Geben Sie den folgenden Text über die psychoonkologische Betreuung Krebskranker vollständig und ohne jede Änderung wieder.

**Lesetext:**
::::

Gerade in der ersten Phase nach der Diagnose haben Krebskranke mit vielen Ängsten zu kämpfen: Angst vor der Therapie, Angst vor der beruflichen Zukunft, Angst vor dem Tod. Diese Emotionen seien normal und sollten ausgesprochen werden, sagt Stefanie Ahrens. Gegenüber ihren Angehörigen verschweigen allerdings viele ihre Gefühle, weil sie stark sein wollen und ihre Familie nicht belasten möchten. Das Gespräch mit einer geschulten Therapeutin kann ihnen hier helfen, denn die Psychologinnen kennen Techniken, um die Ängste zu beherrschen.
Mit Entspannungstechniken die Nebenwirkungen einer Chemotherapie lindern
Gegen düstere Gedanken empfiehlt Stefanie Ahrens zum Beispiel, eine tägliche „Grübelzeit“ zu definieren. So soll man etwa von 17 Uhr bis 17.15 Uhr ganz bewusst über seine Sorgen nachdenken. „Wenn diese Zeit dann vorbei ist, kann man den Fokus wieder auf andere Dinge lenken.“
Auch während der Krebstherapie leisten die Psychologinnen einen wichtigen Beitrag. Mit Entspannungstechniken können sie zum Beispiel die Nebenwirkungen einer Chemotherapie lindern. Chefarzt Schaich kennt sogar Studien, wonach eine psychologische Begleitung das physische Schmerzempfinden reduziert.
Doch nicht nur die Patienten profitieren von der Arbeit der Psychoonkologie, das Angebot richtet sich auch an deren Angehörige. „In manchen Fällen brauchen sie genauso viel Betreuung wie der Patient selbst“, weiß Markus Schaich. Etwa wenn eine Mutter mit kleineren Kindern plötzlich in der Klinik landet und zu Hause das Familienleben aus den Fugen gerät.

::::

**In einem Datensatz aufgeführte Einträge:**
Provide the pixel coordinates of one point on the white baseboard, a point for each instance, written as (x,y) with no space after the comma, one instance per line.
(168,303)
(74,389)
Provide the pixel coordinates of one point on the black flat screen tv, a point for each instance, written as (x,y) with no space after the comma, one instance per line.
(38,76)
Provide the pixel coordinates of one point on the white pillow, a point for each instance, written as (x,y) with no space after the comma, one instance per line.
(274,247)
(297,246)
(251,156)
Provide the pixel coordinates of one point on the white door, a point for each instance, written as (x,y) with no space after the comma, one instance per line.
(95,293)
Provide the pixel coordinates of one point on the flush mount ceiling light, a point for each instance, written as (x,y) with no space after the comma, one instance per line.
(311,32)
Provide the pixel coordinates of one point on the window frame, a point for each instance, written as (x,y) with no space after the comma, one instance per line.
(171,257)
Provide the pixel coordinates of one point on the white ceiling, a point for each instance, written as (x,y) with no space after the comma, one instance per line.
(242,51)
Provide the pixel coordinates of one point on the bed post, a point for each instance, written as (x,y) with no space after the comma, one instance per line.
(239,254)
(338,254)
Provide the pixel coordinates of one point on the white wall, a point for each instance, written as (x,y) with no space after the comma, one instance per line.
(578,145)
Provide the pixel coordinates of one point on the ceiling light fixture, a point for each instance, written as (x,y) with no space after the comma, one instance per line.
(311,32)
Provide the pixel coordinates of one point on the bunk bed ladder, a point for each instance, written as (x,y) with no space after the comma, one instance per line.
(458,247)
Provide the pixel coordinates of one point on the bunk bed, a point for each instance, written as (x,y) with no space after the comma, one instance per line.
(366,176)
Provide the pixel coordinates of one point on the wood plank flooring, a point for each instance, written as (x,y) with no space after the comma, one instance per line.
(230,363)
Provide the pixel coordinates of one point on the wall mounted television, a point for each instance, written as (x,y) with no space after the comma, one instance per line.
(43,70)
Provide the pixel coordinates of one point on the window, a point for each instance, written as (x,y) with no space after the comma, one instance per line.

::::

**Ergebnis der Aufgabe:**
Gerade in der ersten Phase nach der Diagnose haben Krebskranke mit vielen Ängsten zu kämpfen: Angst vor der Therapie, Angst vor der beruflichen Zukunft, Angst vor dem Tod. Diese Emotionen seien normal und sollten ausgesprochen werden, sagt Stefanie Ahrens. Gegenüber ihren Angehörigen verschweigen allerdings viele ihre Gefühle, weil sie stark sein wollen und ihre Familie nicht belasten möchten. Das Gespräch mit einer geschulten Therapeutin kann ihnen hier helfen, denn die Psychologinnen kennen Techniken, um die Ängste zu beherrschen.
Mit Entspannungstechniken die Nebenwirkungen einer Chemotherapie lindern
Gegen düstere Gedanken empfiehlt Stefanie Ahrens zum Beispiel, eine tägliche „Grübelzeit“ zu definieren. So soll man etwa von 17 Uhr bis 17.15 Uhr ganz bewusst über seine Sorgen nachdenken. „Wenn diese Zeit dann vorbei ist, kann man den Fokus wieder auf andere Dinge lenken.“
Auch während der Krebstherapie leisten die Psychologinnen einen wichtigen Beitrag. Mit Entspannungstechniken können sie zum Beispiel die Nebenwirkungen einer Chemotherapie lindern. Chefarzt Schaich kennt sogar Studien, wonach eine psychologische Begleitung das physische Schmerzempfinden reduziert.
Doch nicht nur die Patienten profitieren von der Arbeit der Psychoonkologie, das Angebot richtet sich auch an deren Angehörige. „In manchen Fällen brauchen sie genauso viel Betreuung wie der Patient selbst“, weiß Markus Schaich. Etwa wenn eine Mutter mit kleineren Kindern plötzlich in der Klinik landet und zu Hause das Familienleben aus den Fugen gerät.